> _REQUIRED WORK_:
[1] In the text about the Yorgancıoğlu cabinet, which party was the senior partner in the government?
[2] Decide whether each statement agrees with the text about the Yorgancıoğlu cabinet: (a) The cabinet had 10 ministers. (b) The cabinet was formed after the 2011 parliamentary election. (c) The opposition leader was Hüseyin Özgürgün.
[3] Pick up the text about the Yorgancıoğlu cabinet after its last sentence and keep it going.

> _PROVIDED TEXT_:
People and organisations
- Head of state: Derviş Eroğlu (until April 2015) Mustafa Akıncı (after April 2015)
- Head of government: Özkan Yorgancıoğlu
- No. of ministers: 10
- Member parties: Republican Turkish Party (CTP) Democratic Party (DP)
- Status in legislature: Coalition
- Opposition party: National Unity Party
- Opposition leader: Hüseyin Özgürgün

History
- Election: 28 July 2013
- Legislature term: 14th
- Predecessor: Siber
- Successor: Kalyoncu

= Yorgancıoğlu cabinet =

Yorgancıoğlu cabinet was the government of Northern Cyprus between 2 September 2013 and 16 July 2015. It was formed after the 2013 parliamentary election, with the Republican Turkish Party (CTP) as the senior partner and the Democratic Party (DP) as the junior partner.

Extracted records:
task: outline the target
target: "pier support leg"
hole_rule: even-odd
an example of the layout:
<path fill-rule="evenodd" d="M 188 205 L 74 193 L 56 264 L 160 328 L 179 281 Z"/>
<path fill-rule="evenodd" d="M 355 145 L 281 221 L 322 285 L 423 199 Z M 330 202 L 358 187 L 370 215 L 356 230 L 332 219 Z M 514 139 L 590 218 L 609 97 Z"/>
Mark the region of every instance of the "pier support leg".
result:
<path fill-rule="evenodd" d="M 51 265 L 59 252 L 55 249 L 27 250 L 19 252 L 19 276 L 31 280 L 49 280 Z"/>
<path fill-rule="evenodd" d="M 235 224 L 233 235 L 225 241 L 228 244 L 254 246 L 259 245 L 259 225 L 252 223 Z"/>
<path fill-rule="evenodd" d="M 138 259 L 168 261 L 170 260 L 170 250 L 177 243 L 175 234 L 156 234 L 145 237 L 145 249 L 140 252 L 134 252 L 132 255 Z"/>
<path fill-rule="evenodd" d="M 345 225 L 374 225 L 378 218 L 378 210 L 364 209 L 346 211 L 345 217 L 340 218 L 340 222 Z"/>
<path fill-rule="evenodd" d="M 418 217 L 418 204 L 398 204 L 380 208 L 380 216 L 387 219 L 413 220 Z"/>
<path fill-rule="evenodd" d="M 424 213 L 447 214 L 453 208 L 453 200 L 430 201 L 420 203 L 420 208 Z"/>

> _TASK-BY-TASK OUTPUTS_:
[1] The Republican Turkish Party (CTP).

[2]
(a) Yes: "No. of ministers: 10"
(b) No: "It was formed after the 2013 parliamentary election"
(c) Yes: "Opposition leader: Hüseyin Özgürgün"

[3]
== Composition ==
The initial composition of the cabinet was as seen below:

| Office | Name | Party |  |
|---|---|---|---|
| Prime Minister | Özkan Yorgancıoğlu |  | CTP |
| Deputy Prime Minister, Minister of Economy, Tourism, Culture and Sports | Serdar Denktaş |  | DP |
| Ministry of Foreign Affairs | Özdil Nami |  | CTP |
| Ministry of Finance | Zeren Mungan |  | CTP |
| Ministry of Interior | Teberrüken Ulucay |  | CTP |
| Ministry of Labor and Social Security | Aziz Gürpınar |  | CTP |
| Ministry of Food, Agriculture and Energy | Önder Sennaroğlu |  | CTP |
| Minister of Health | Ahmet Gülle |  | CTP |
| Ministry of Environment and Natural Resources | Hamit Bakırcı |  | DP |
| Ministry of National Education | Mustafa Arabacıoğlu |  | DP |
| Ministry of Transport and Public Works | Ahmet Kaşif |  | DP |

Arabacıoğlu, the Minister of National Education, resigned on 23 September 2014, citing a lack of system, and according to Kıbrıs Postası, problems with transferring teachers to schools and students to colleges. On 8 October 2014, the Central Administrative Board of the DP convened and decided to remove Kaşif and Bakırcı from their posts as well. Özdemir Berova became the new Minister of National Education, Hasan Taçoy the new Minister of Transport and Public Works and Hakan Dinçyürek the new Minister of Environment and Natural Resources.